### Set task
Copy out the data below word for word, leaving out the pictures.

### Stored rows
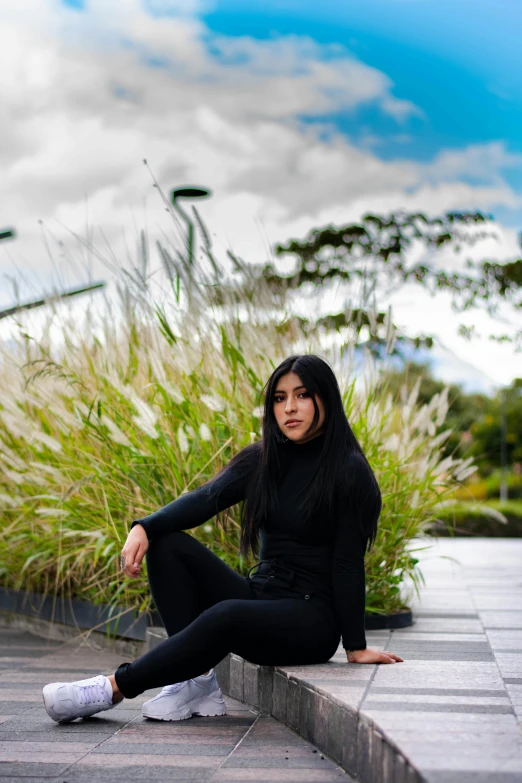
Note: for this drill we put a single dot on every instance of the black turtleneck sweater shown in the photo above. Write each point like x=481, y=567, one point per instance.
x=329, y=549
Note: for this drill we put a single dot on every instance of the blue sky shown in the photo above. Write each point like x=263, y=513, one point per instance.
x=294, y=113
x=458, y=60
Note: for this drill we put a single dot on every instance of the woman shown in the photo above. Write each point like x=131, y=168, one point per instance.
x=311, y=498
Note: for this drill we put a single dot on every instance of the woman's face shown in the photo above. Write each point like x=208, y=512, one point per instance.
x=292, y=401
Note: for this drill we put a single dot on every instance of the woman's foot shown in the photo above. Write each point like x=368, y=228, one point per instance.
x=199, y=696
x=66, y=701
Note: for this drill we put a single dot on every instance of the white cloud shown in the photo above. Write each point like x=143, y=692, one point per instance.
x=85, y=105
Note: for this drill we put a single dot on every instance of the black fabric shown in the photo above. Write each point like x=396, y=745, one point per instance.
x=326, y=553
x=209, y=610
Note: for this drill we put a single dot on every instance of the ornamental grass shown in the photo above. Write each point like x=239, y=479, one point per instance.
x=149, y=393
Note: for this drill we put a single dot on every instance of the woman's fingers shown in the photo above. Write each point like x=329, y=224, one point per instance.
x=391, y=657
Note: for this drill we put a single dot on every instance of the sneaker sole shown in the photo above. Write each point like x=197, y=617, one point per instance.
x=48, y=704
x=209, y=709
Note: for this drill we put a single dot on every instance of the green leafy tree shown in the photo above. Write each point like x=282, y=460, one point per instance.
x=374, y=253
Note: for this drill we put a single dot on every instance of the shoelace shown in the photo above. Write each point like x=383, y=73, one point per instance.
x=168, y=689
x=91, y=694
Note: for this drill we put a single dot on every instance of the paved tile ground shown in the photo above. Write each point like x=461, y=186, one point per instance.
x=454, y=707
x=120, y=745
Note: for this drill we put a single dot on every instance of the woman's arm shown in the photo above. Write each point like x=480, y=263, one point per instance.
x=191, y=509
x=199, y=505
x=348, y=574
x=359, y=507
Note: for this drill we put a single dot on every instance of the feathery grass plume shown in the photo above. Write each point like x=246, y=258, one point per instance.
x=149, y=395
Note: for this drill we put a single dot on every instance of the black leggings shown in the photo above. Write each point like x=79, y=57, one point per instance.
x=209, y=610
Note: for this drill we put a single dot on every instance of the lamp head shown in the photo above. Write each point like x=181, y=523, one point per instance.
x=190, y=193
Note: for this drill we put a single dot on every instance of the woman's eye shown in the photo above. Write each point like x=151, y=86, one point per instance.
x=279, y=398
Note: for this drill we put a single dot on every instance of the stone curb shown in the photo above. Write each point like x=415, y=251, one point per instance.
x=348, y=736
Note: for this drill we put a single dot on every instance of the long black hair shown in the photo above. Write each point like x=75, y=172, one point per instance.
x=343, y=469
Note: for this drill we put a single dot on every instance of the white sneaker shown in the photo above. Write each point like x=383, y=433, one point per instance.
x=199, y=696
x=66, y=701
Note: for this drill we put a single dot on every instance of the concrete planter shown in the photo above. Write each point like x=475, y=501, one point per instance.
x=376, y=622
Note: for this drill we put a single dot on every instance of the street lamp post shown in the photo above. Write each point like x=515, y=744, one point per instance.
x=7, y=233
x=188, y=192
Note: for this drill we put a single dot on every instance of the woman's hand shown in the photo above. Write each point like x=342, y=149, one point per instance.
x=134, y=550
x=369, y=655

### Final result
Note: for this drill we put a single dot on every instance of the black turtleneck sweater shown in the photo above. Write each point like x=481, y=567, one point per instance.
x=329, y=549
Note: for this drill we put a single dot on every instance of the blue sky shown in the photo above. Write each point like x=263, y=513, one point per instance.
x=294, y=113
x=458, y=60
Note: for this drill we put a single dot on every instance of the woman shown in the photo above. Write each point like x=131, y=168, one point per instance.
x=311, y=498
Note: for this drill we put a single dot on every instance of the woman's face shown in the photo above. Write each point like x=208, y=512, one point per instance.
x=292, y=401
Note: for this drill we put a single dot on every instance of the woman's foot shown in the photo above. Write each point like x=368, y=228, one point per instance.
x=199, y=696
x=66, y=701
Note: for this drill we put a single dot on every instance of the white cloud shown in the photo above. Write each point like x=143, y=692, one point per instance.
x=85, y=105
Note: for this drill we put a single dot on every instance of the black fabric shown in the photo above. Write each point like x=396, y=745, one point per instance.
x=326, y=553
x=209, y=610
Note: for this drill we put a single dot on every instance of the ornamental grass shown in the photo above. Write each point like x=239, y=479, one point per instance.
x=149, y=393
Note: for this drill we put a single dot on every instance of the woman's fingers shown in the photo above. Write each point like x=329, y=224, one point per instance.
x=391, y=657
Note: for this drill we put a single dot on every instance of the sneaker sole shown in the photo above. Write each point like x=197, y=617, one point per instance.
x=48, y=704
x=209, y=709
Note: for this drill we put a single dot on every instance of the green leafy tree shown in the photo above. Write each point like x=282, y=460, one point per instance.
x=374, y=253
Note: for this drill we put a single dot on every instance of the shoelace shown in the photo above. Write each point like x=383, y=73, one point per instance.
x=168, y=689
x=91, y=694
Note: for this drill we put a single dot on every instance of the paved tile ground shown in the photo above. Write each point like x=461, y=186, one point per instance.
x=454, y=707
x=120, y=745
Note: for this drill we put a single dot on every instance of the woman's arm shown in the photo above. Write each point like x=480, y=263, one point per instance.
x=191, y=509
x=199, y=505
x=348, y=574
x=359, y=507
Note: for this drill we put a single dot on every instance of the feathery grass plume shown in the photo above. Write each point like x=246, y=258, one point per instance.
x=149, y=395
Note: for this drill we put a single dot on every instance of the black leggings shown in the photo above. Write each point like x=79, y=57, one point per instance.
x=209, y=610
Note: for this drill we put a single dot on every instance of the lamp head shown in the photo above. Write each point like x=181, y=523, one point per instance.
x=190, y=193
Note: for this drill we put a single dot on every instance of the woman's eye shown in the photo above. Write each point like x=151, y=86, one point per instance.
x=279, y=398
Note: for this drill we put a single dot on every instance of the stone curb shown in the photo above. Write each point like x=415, y=251, one point per instance.
x=348, y=736
Note: for this drill we put a single dot on every instance of the long black hair shown in the photo above. Write each point like x=75, y=172, one point per instance.
x=343, y=469
Note: for this drill we put a single dot on every instance of the white sneaker shown in the photo above. Write each point like x=383, y=433, one point per instance.
x=199, y=696
x=66, y=701
Note: for this drill we put a single dot on every instance of the concrete planter shown in the photo above. Write each point like x=475, y=501, one point per instance.
x=376, y=622
Note: for this drill we put a single dot on every instance of the street lamp post shown in the photo above. Write each point like x=515, y=744, one point per instance.
x=7, y=233
x=188, y=192
Note: for this drill we put a single dot on every instance of the woman's hand shown in the photo above. Write each point like x=342, y=149, one point per instance.
x=134, y=550
x=369, y=655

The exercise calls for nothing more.